:: Exercise description ::
Output the lines of the records below as a JSON list of strings, one string per line, with blank lines left out. Begin at the line that contains "of white tile" and stop after the last line of the records.
* Start Exercise data *
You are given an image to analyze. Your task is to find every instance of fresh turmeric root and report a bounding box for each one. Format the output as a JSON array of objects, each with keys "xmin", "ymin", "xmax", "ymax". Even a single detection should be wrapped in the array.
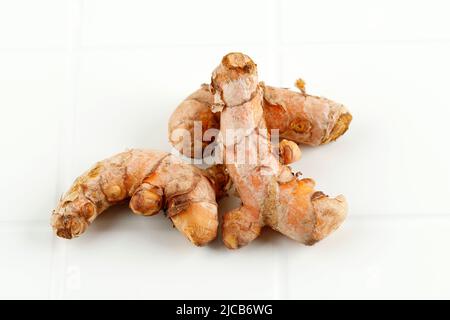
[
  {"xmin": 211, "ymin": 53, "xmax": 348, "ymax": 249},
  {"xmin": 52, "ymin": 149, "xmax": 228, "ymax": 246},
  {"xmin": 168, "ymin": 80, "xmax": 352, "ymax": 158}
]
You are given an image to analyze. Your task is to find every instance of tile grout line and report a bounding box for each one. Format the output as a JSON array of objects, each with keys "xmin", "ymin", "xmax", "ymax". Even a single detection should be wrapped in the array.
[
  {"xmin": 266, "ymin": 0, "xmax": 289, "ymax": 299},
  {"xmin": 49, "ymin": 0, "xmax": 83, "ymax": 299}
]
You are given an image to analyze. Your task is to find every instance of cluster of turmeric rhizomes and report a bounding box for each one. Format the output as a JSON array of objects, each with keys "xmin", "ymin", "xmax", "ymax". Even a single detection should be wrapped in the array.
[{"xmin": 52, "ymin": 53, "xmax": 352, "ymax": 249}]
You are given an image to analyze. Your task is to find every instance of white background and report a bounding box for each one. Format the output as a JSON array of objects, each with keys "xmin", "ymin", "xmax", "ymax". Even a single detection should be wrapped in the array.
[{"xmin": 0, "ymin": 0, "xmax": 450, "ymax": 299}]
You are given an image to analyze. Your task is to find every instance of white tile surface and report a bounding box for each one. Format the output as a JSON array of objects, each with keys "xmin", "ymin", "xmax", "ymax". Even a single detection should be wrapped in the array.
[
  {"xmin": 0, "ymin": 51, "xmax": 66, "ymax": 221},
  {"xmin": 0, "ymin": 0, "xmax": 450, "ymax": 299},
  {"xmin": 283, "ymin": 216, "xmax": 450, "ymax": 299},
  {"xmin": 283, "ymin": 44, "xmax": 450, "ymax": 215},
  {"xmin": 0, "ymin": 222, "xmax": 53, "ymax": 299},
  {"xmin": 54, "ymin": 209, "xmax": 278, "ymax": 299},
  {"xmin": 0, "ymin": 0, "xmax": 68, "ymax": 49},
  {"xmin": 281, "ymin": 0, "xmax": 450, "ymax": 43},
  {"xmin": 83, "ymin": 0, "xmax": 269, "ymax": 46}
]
* End Exercise data *
:: The answer ::
[
  "You are given an image to analyze. Your task is to find every instance of white tile surface and report a bounding box for each one. Format the output as a JSON array of objects, each with keys \"xmin\", \"ymin\", \"xmax\", \"ymax\". Even a single detection should be wrapped in the array.",
  "[",
  "  {\"xmin\": 0, \"ymin\": 51, \"xmax\": 66, \"ymax\": 221},",
  "  {\"xmin\": 0, \"ymin\": 0, \"xmax\": 450, \"ymax\": 299},",
  "  {\"xmin\": 283, \"ymin\": 216, \"xmax\": 450, \"ymax\": 299},",
  "  {\"xmin\": 283, \"ymin\": 44, \"xmax\": 450, \"ymax\": 215},",
  "  {\"xmin\": 0, \"ymin\": 222, \"xmax\": 53, \"ymax\": 299},",
  "  {\"xmin\": 54, \"ymin\": 209, \"xmax\": 278, \"ymax\": 299},",
  "  {\"xmin\": 0, \"ymin\": 0, \"xmax\": 68, \"ymax\": 49},",
  "  {\"xmin\": 281, \"ymin\": 0, \"xmax\": 450, \"ymax\": 43},",
  "  {\"xmin\": 83, \"ymin\": 0, \"xmax\": 269, \"ymax\": 46}",
  "]"
]